EXCERPTED PASSAGE.
--- START ---

Opioid America

The Sackler family and the opioid crisis

Opioid America Thousands of Americans are turning against the Sacklers, the family who built their $13 billion fortune on the painkiller Oxycontin. But as lawsuits and protests mount, the opioid addiction crisis rages on.
“We have to bring down the Sackler family!” yells noted photographer and former Oxycontin addict Nia Goldin, leading a protest in New York. “They should be in jail next to El Chapo.” The Sackler family has made its $13 billion fortune from the profits of Oxycontin. The opioid painkiller is highly addictive and has been linked to the crisis of addiction across the US. In the heartlands of the crisis in West Virginia, entire communities have been devastated. “That drug just about wiped this county out. It was so powerful,” says local sheriff Martin West. The sheriff estimates more than a fifth of his county is now addicted to opioids, heroin, ice or alcohol. “It was so addictive, and they knew that, pharmaceuticals knew that.” The addiction crisis is now spreading west. “There are more injecting drug users in San Francisco – about 25,000 - than there are high school students,” says a furious city attorney Dennis Herrera, who is behind one of the large class action lawsuits against Purdue and the Sacklers. San Fran is now joining 1,600 other cities and counties in suing Perdue Pharma and eight Sackler family members who profit from the company. Standing before a packed hall of wealthy donors, ex-Oxycontin addict Patrick Kennedy, son of the late Senator Edward Kennedy rails against the family that has brought America to its knees: “We’re going to get a tobacco-sized verdict against Purdue Pharma.”

--- END ---

SUPPLIED MATERIAL.
--- START ---

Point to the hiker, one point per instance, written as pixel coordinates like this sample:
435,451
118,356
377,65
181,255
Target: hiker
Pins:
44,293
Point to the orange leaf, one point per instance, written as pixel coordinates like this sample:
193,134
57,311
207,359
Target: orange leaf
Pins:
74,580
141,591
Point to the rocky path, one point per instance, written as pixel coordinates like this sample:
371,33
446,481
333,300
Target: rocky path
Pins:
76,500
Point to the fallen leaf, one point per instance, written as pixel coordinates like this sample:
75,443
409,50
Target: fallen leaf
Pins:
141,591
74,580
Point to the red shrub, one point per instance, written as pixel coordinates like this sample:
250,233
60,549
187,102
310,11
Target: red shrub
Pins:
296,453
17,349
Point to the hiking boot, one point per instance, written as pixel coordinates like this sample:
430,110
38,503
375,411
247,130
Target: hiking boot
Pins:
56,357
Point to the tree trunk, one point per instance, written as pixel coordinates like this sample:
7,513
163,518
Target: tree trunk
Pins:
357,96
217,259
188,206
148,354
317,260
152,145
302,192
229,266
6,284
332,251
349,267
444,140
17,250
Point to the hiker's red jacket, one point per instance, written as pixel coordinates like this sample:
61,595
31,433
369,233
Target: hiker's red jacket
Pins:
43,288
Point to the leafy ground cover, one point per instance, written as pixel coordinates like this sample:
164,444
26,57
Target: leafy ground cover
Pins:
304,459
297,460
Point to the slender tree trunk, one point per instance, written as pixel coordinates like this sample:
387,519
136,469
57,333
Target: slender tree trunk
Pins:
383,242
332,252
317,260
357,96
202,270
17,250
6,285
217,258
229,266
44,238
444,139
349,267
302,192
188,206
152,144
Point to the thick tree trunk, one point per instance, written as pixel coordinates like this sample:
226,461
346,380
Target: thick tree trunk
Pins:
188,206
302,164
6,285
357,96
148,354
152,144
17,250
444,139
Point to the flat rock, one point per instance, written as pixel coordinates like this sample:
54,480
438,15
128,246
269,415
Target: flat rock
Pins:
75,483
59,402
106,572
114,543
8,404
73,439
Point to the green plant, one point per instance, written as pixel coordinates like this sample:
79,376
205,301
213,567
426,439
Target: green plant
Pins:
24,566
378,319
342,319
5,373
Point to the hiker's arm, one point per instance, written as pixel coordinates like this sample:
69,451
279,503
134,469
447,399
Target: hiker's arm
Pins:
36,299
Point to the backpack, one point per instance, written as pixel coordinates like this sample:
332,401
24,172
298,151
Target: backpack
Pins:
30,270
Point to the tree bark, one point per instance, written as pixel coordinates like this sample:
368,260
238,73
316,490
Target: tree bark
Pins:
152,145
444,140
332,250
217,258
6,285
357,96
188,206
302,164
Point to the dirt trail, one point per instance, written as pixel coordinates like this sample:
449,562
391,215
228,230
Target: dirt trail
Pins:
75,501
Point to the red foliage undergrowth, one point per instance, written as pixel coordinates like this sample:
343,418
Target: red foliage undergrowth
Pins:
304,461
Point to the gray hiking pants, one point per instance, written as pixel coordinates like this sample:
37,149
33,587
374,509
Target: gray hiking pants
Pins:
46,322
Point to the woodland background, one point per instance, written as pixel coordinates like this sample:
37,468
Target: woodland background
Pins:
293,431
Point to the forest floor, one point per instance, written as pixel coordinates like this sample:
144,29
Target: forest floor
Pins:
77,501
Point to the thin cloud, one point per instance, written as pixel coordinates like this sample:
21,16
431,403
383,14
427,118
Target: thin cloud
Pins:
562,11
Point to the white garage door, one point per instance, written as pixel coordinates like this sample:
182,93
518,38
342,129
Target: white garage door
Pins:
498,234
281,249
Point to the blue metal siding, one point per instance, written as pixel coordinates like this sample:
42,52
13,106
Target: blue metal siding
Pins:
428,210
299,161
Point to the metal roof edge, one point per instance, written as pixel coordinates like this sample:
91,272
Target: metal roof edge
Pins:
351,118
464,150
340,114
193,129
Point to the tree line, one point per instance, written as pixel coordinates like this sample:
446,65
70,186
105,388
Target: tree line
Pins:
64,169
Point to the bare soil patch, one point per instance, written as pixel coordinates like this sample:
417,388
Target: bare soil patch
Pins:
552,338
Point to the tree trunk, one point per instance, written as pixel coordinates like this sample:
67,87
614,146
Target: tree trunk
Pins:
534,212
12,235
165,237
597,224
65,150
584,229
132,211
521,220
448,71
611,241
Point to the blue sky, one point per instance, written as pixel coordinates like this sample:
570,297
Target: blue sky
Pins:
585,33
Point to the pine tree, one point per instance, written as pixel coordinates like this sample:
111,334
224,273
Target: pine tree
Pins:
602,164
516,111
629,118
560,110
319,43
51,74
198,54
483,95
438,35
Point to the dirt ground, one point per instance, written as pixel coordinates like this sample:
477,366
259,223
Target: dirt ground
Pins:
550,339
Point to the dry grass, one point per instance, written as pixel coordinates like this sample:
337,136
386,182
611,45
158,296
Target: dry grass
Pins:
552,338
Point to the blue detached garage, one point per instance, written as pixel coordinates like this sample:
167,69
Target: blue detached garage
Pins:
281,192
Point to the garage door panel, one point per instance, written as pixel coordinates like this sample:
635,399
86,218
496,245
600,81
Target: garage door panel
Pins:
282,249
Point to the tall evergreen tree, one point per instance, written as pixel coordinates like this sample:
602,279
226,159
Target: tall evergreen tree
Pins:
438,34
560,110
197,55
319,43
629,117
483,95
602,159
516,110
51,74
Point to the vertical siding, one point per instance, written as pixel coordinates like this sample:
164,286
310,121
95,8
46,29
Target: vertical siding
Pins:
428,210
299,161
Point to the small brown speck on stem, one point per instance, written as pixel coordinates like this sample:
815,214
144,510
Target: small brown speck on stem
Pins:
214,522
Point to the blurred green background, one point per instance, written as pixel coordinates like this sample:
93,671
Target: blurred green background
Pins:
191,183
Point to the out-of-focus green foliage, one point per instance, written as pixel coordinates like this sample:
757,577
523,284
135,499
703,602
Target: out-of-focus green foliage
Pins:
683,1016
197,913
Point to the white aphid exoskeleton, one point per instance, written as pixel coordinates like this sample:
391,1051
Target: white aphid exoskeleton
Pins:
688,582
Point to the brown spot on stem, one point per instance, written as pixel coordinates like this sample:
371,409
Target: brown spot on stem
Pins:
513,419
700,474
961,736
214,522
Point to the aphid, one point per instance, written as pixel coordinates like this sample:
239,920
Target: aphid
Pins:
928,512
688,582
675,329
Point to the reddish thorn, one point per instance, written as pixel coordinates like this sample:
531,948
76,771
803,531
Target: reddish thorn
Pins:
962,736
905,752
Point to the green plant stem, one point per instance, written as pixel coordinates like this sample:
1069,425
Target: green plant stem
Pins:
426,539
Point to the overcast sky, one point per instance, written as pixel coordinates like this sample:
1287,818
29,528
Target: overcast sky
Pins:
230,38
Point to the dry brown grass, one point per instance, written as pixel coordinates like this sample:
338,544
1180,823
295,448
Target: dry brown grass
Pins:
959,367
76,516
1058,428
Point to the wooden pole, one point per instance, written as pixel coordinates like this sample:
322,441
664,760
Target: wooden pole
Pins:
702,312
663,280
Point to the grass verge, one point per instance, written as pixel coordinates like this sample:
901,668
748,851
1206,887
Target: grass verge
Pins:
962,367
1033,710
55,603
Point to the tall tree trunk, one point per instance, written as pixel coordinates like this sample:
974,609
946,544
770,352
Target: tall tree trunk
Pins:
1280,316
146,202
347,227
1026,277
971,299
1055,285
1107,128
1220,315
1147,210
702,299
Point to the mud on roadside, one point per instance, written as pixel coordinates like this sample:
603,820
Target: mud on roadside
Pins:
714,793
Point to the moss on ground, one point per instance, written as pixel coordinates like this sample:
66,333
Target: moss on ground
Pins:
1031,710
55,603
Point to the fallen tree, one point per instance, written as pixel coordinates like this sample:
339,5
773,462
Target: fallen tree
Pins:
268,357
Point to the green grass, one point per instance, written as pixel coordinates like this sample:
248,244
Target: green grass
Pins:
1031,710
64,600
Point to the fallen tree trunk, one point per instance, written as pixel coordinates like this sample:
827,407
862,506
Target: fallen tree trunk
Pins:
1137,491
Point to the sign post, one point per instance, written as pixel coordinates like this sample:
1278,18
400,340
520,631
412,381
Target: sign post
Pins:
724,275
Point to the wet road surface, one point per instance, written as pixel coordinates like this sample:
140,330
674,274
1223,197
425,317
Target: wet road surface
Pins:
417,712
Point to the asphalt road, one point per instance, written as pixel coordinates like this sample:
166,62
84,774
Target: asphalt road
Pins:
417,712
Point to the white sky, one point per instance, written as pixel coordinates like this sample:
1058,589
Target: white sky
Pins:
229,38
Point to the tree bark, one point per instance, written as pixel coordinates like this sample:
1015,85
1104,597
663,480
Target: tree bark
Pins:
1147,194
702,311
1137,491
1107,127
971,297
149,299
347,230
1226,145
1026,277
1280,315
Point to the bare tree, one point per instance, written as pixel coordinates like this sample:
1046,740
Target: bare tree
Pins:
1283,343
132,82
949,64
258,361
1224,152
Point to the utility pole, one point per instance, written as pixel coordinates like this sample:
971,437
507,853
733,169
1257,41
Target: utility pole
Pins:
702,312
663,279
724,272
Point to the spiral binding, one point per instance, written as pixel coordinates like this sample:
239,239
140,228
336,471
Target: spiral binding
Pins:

--- END ---

ASSIGNED TASK. Return the full text on the Sackler family and the opioid crisis word for word, with nothing left out or altered. These lines have no connection to the text on the Sackler family and the opioid crisis.

EXERCISE RESULT.
Opioid America

The Sackler family and the opioid crisis

Opioid America Thousands of Americans are turning against the Sacklers, the family who built their $13 billion fortune on the painkiller Oxycontin. But as lawsuits and protests mount, the opioid addiction crisis rages on.
“We have to bring down the Sackler family!” yells noted photographer and former Oxycontin addict Nia Goldin, leading a protest in New York. “They should be in jail next to El Chapo.” The Sackler family has made its $13 billion fortune from the profits of Oxycontin. The opioid painkiller is highly addictive and has been linked to the crisis of addiction across the US. In the heartlands of the crisis in West Virginia, entire communities have been devastated. “That drug just about wiped this county out. It was so powerful,” says local sheriff Martin West. The sheriff estimates more than a fifth of his county is now addicted to opioids, heroin, ice or alcohol. “It was so addictive, and they knew that, pharmaceuticals knew that.” The addiction crisis is now spreading west. “There are more injecting drug users in San Francisco – about 25,000 - than there are high school students,” says a furious city attorney Dennis Herrera, who is behind one of the large class action lawsuits against Purdue and the Sacklers. San Fran is now joining 1,600 other cities and counties in suing Perdue Pharma and eight Sackler family members who profit from the company. Standing before a packed hall of wealthy donors, ex-Oxycontin addict Patrick Kennedy, son of the late Senator Edward Kennedy rails against the family that has brought America to its knees: “We’re going to get a tobacco-sized verdict against Purdue Pharma.”